Read the records and write them out again exactly.
***** Task inputs
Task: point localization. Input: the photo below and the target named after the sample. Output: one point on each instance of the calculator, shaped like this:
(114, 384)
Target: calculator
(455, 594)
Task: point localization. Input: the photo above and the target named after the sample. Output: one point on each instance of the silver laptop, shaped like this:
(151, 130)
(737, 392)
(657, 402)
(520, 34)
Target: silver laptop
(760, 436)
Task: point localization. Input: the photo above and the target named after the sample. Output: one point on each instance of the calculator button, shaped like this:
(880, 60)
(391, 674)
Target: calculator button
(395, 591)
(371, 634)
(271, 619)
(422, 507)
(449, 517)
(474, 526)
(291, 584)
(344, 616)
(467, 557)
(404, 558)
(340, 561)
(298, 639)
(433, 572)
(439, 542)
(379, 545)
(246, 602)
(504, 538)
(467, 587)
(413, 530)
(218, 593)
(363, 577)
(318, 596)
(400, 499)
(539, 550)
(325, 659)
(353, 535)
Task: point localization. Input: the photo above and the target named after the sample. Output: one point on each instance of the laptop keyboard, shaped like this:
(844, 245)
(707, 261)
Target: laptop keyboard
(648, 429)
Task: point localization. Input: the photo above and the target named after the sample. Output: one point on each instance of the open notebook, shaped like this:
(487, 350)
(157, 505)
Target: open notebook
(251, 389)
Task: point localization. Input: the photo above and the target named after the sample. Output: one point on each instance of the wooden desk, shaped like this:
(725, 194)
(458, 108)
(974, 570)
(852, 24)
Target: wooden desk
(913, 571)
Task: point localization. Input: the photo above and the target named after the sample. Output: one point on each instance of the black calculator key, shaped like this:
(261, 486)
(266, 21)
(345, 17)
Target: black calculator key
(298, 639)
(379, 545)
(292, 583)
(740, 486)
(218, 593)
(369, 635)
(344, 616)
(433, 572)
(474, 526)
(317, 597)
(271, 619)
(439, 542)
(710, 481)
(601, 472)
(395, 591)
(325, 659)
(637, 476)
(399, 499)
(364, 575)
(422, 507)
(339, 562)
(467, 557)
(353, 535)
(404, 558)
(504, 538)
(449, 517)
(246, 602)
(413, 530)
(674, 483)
**********
Response below.
Task: point localization. Input: the photo below and the target named after the sample. Output: one point on each instance of the calculator, shaped like this:
(114, 384)
Target: calculator
(455, 594)
Task: point localization. Input: the photo above and the target named after the sample. Output: one point on each instance of the silver laptop, shaped like this:
(151, 130)
(737, 392)
(657, 402)
(520, 34)
Target: silver laptop
(760, 436)
Task: point localization. Input: the photo above and the target named after the sample. Output: one point on each instance of the calculator button, shaped like this:
(880, 60)
(391, 674)
Target: calculator button
(395, 591)
(371, 634)
(271, 619)
(422, 507)
(449, 517)
(474, 526)
(291, 584)
(344, 616)
(467, 557)
(404, 558)
(340, 561)
(298, 639)
(433, 572)
(439, 542)
(379, 545)
(246, 602)
(504, 538)
(467, 587)
(413, 530)
(218, 593)
(363, 577)
(318, 596)
(400, 499)
(539, 550)
(325, 659)
(353, 535)
Task: point localization. Input: the photo above and the target named after the sample. Output: one point on each instance of the laptop keyboard, shaped like this:
(844, 245)
(707, 261)
Target: laptop keyboard
(648, 429)
Task: point localization. Input: the photo above and the target named after the sample. Output: one point on each instance of the open notebook, shaped like this:
(487, 350)
(157, 505)
Target: open notebook
(251, 389)
Task: point localization. Input: the photo above and the target named after the sample. Output: one point on each instance of the wooden desk, shaped like this:
(725, 194)
(458, 108)
(974, 570)
(852, 24)
Target: wooden desk
(913, 571)
Task: point localization. Input: the photo above and the target named after the sample. Output: one point on each instance of the black calculator key, shaped like this:
(261, 486)
(266, 21)
(345, 17)
Target: black calculator key
(298, 639)
(379, 545)
(292, 583)
(740, 486)
(218, 593)
(369, 635)
(344, 616)
(433, 572)
(474, 526)
(317, 597)
(271, 619)
(439, 542)
(710, 481)
(601, 472)
(395, 591)
(325, 659)
(637, 476)
(399, 499)
(364, 575)
(422, 507)
(339, 562)
(467, 557)
(353, 535)
(404, 558)
(504, 538)
(449, 517)
(246, 602)
(413, 530)
(674, 483)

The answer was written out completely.